▸ Entries from a dataset
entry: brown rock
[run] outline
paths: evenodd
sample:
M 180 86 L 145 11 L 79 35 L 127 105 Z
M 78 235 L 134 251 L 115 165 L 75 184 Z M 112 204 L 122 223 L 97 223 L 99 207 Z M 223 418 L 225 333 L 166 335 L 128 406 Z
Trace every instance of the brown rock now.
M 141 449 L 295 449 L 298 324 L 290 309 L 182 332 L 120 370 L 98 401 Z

▸ SHORT EXERCISE
Rewrite every line of the items above as a numbered list, dropping any blank lines.

▸ FULL ANSWER
1. entry: brown rock
2. [run] outline
3. paths: evenodd
4. sample:
5. M 180 86 L 145 11 L 79 35 L 127 105 Z
6. M 78 235 L 134 251 L 115 165 L 75 184 Z M 112 204 L 122 223 L 97 223 L 99 207 Z M 223 418 L 225 333 L 166 335 L 128 406 Z
7. Trace every instance of the brown rock now.
8. M 141 449 L 295 449 L 298 324 L 290 309 L 182 332 L 120 370 L 98 401 Z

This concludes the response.